TASK REQUIREMENTS: Extend the blog post below about President Bush's stem cell veto, picking up after its last sentence.

Monday, July 24, 2006

Last Week's Stem Cell Veto

In The Washington Post, David Broder examines the prospects of winning one for the Gipper on stem cell research (Stem Cells in the Senate Spotlight). All the impassioned debate didn't help. President Bush vetoed the legislation based on his moral principles. It is no suprise. The proponents of stem cell research were attacking on the wrong front. Rather than balancing embryonic rights v. the rights of potential patients, it would have been better to challenge the assumption that blastocysts are in fact the same morally as a child, or even a fetus.

When I was an undergraduate at Loras College, we asked our ethics professor about when life began. From a purely natural law ethics perspective, because of twinning, human life cannot begin until gastrulation. Gastrulation is also the point at which cross species fertilizations fail (if you took a human egg and dog sperm, it would grow until that point - I challenge anyone who says such an abomination has a human soul) and it is also the point where the genes of the father fully participate in the development of the child. I was not who I am until my father's genes were as strong as my mother's in my growth. Until then, I was an egg with my father's code "tagging along" getting set up for the begining of life.For more information on Gastrulation, see the Encyclopedia Britannica's entry (the Macropedia) on sexual reproduction and then follow the footnotes to real embryology texts.

PROVIDED RECORDS:
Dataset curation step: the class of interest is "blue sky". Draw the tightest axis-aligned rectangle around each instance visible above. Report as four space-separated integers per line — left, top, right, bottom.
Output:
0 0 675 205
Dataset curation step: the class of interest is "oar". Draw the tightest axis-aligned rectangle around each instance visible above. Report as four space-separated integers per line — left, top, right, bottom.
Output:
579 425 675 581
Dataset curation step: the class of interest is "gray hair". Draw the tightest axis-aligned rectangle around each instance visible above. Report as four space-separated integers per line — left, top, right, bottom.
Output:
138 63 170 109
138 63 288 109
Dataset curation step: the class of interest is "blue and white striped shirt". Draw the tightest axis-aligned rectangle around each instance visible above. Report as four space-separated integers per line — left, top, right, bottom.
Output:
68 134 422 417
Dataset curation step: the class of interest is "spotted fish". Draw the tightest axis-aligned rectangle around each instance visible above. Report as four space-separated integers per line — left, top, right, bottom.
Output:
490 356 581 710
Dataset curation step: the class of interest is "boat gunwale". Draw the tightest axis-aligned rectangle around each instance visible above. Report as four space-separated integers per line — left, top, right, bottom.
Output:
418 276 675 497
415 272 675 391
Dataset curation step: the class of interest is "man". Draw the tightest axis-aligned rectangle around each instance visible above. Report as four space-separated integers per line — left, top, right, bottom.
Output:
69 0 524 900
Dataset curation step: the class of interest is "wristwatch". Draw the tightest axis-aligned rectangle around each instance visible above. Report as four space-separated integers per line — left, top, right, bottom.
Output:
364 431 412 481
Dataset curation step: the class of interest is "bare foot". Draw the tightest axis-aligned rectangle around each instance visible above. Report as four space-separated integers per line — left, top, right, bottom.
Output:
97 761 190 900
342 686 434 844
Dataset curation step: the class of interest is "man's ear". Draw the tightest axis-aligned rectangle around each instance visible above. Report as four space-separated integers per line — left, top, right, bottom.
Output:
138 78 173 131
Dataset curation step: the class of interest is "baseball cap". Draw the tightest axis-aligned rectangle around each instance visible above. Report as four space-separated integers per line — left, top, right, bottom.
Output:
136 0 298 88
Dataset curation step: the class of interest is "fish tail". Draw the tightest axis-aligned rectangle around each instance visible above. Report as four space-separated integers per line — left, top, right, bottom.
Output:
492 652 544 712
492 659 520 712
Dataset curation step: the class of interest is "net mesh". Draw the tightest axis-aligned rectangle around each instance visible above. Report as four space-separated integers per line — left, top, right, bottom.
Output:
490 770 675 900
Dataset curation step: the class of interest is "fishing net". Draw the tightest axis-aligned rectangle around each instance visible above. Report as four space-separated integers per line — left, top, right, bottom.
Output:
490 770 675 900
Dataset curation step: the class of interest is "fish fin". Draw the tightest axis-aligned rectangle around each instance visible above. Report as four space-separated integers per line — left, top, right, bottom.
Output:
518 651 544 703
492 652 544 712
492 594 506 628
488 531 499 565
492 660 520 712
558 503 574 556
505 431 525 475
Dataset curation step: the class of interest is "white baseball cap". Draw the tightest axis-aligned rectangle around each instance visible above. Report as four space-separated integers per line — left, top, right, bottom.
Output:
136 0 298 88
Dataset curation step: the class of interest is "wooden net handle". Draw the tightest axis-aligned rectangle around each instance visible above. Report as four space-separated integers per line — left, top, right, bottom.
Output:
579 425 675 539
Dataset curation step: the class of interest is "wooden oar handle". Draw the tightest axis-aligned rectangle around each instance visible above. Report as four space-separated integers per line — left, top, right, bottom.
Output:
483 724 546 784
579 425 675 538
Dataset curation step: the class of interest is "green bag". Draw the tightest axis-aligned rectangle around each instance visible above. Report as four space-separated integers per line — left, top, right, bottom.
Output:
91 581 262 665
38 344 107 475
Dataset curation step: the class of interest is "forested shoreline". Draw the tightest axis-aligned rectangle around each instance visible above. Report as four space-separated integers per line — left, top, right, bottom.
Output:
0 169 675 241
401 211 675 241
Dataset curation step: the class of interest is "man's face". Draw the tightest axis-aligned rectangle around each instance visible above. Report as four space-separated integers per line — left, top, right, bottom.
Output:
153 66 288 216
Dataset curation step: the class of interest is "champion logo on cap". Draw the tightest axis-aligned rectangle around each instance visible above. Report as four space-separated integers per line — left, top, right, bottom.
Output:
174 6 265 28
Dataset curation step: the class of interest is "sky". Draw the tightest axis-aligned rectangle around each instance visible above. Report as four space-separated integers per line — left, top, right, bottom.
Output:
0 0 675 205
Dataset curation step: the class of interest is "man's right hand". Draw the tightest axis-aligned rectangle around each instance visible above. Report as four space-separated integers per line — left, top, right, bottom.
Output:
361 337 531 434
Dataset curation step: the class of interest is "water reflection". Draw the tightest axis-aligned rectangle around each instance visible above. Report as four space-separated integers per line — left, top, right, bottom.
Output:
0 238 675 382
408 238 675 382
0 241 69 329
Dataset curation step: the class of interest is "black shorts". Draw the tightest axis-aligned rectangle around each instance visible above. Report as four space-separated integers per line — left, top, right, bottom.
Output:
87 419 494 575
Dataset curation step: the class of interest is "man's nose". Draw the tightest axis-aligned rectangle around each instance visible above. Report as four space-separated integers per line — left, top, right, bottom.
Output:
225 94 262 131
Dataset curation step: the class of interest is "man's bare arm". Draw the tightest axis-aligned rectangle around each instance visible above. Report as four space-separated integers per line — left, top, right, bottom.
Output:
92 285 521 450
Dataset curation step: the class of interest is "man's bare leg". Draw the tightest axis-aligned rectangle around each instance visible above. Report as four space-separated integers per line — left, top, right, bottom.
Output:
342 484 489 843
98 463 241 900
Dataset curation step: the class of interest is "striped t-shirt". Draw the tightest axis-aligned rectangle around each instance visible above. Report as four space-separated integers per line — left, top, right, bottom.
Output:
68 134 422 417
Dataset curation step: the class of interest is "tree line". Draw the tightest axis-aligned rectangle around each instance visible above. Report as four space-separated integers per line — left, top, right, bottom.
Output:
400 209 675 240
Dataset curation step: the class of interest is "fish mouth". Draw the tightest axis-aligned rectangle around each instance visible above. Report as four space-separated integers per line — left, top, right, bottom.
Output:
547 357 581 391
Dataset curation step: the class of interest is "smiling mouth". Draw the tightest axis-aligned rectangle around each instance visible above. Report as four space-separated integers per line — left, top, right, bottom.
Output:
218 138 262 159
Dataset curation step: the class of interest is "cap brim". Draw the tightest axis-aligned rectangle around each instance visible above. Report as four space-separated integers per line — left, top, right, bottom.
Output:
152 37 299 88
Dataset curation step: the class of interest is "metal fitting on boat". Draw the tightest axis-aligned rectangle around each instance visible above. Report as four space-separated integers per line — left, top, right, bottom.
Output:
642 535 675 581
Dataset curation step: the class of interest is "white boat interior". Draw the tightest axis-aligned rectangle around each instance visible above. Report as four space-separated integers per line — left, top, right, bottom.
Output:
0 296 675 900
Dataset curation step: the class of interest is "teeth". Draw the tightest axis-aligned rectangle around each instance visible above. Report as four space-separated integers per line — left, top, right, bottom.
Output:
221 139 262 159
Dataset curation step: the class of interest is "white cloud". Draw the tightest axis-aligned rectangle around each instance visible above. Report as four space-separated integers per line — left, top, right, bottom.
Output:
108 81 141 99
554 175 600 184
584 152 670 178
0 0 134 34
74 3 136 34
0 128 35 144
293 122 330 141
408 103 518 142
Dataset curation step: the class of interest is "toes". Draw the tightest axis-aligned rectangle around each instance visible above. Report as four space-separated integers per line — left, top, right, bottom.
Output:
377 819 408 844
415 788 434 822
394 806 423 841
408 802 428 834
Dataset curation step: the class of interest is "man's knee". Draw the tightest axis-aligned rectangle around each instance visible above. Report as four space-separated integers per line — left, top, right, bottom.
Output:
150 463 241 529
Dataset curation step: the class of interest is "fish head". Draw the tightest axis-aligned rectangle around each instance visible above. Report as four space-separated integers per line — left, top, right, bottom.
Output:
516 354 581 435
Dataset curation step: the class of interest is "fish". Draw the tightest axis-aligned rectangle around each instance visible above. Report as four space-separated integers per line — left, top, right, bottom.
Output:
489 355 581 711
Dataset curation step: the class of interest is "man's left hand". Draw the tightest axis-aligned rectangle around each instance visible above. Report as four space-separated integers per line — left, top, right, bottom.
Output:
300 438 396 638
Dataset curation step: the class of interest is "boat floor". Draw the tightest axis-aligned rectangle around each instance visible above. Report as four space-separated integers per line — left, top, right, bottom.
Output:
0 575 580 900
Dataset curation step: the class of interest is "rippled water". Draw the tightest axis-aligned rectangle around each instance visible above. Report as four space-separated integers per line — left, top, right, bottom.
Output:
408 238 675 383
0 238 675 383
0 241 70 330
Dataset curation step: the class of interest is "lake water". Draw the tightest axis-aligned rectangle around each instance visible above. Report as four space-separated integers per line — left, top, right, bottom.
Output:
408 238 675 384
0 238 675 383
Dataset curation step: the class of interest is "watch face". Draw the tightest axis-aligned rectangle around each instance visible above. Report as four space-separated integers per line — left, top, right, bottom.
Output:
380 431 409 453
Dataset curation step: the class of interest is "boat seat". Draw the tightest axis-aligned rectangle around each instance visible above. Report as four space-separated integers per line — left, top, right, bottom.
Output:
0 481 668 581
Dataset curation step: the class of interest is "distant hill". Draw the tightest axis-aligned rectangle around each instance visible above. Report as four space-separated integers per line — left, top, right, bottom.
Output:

TASK RESULT:
Now, the Catholic Church has an opportunity to return to the genesis of Catholic reproductive theology by abandoning the cult of the blastocyst and focus on our traditional opposition to Eugenics. Eugenics was an attempt to improve the white race and the church fought it, especially mandatory sterilization of the "feeble minded." If stem cell research is part of a program to weed out or alter the "defective" then its roots in eugenics are obvious. However, if it is about relieving pain, then the objections melt away, provided one knows his or her embryology.

The fate of the soul and the body are intertwined. Put another way, the actions of the body demonstrate the existence of the soul. We know that when death occurs the soul has moved on. Using the same logic, we know that when development occurs, the soul is present. We know that development starts at gastrulation. As moralists, we must take what science has to say very seriously. I would dispute what you say about not knowing when ensoulment occurs. Prior to Humanae Vitae, which I view as an attempt at branding Catholic identity, Catholic theologians were pretty clear that the soul was not present at fertilization. Theologians and bioethicists should reject papal encroachment and go with the facts.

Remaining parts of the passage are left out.